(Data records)
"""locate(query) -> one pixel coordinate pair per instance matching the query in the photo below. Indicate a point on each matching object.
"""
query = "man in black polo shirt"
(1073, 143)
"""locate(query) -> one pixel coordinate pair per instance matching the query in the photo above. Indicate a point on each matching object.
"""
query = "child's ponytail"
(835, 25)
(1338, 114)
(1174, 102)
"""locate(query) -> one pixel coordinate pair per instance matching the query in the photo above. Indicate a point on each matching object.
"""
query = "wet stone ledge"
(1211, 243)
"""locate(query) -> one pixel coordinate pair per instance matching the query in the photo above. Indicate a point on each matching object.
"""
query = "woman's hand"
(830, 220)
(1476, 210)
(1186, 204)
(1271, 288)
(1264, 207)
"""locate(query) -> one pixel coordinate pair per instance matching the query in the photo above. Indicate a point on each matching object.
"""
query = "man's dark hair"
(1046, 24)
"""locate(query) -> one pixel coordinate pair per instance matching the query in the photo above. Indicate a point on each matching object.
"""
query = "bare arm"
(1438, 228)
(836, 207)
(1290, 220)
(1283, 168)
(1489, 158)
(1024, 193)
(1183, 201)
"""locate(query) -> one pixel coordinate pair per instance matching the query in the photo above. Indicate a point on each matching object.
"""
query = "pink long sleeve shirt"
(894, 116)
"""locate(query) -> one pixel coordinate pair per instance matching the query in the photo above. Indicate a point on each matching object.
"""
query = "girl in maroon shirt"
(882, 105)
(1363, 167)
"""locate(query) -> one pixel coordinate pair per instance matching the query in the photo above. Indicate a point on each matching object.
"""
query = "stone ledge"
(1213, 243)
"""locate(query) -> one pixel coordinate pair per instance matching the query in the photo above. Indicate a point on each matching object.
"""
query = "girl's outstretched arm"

ABOUT THIS TASK: Retype the lines above, keeping every character.

EXPECTED OUTPUT:
"""locate(query) -> one pixel coordinate pair per instance matching the query in the photo below. Indicate a point on each matching object.
"""
query = "man in black polo shirt"
(1073, 143)
"""locate(query) -> one pixel coordinate pair per instance matching the query in the photo above. Indicate a point on each matching object.
"""
query = "child's ponytail"
(835, 25)
(1338, 114)
(1174, 102)
"""locate(query) -> one pixel coordinate pair per instance matching the query in the photo above. Indicate a point on each matching object.
"""
query = "wet stone ledge"
(1211, 243)
"""locate(query) -> one pixel coordinate pair per instance matching the query in the photo above. Indicate a point on each matching object.
"""
query = "woman's hand"
(830, 220)
(1476, 210)
(1186, 204)
(1271, 288)
(1264, 207)
"""locate(query) -> one pixel coordinate pair per instance matching the query in the photo above. Indicate a point on each matching object.
"""
query = "man's dark hair"
(1046, 24)
"""locate(query) -> one pixel coordinate pair per instance matching the query in the photo above. Indicate a point on each matching object.
"""
query = "bare arm"
(1438, 228)
(836, 207)
(1290, 220)
(1283, 168)
(1489, 158)
(1024, 193)
(1183, 201)
"""locate(query) -> one pixel coordinate pair per instance matching the query in the photo above. Indicate a point on each matching object.
"""
query = "pink long sleeve shirt"
(894, 116)
"""locate(query) -> one pixel coordinate pair per instance matching the query in the photo above. Indicate a point on each matching object.
"""
query = "girl in maroon shirt"
(882, 105)
(1363, 167)
"""locate(query) -> one pixel coordinate pair per instance matching the query in the photo above. Indicate a point on each matching object.
"""
query = "stone ledge"
(1213, 243)
"""locate(query) -> one pixel coordinate pair per instance matching the query in the photo above. Indicate a point on each matching object.
"""
query = "girl's outstretched arm"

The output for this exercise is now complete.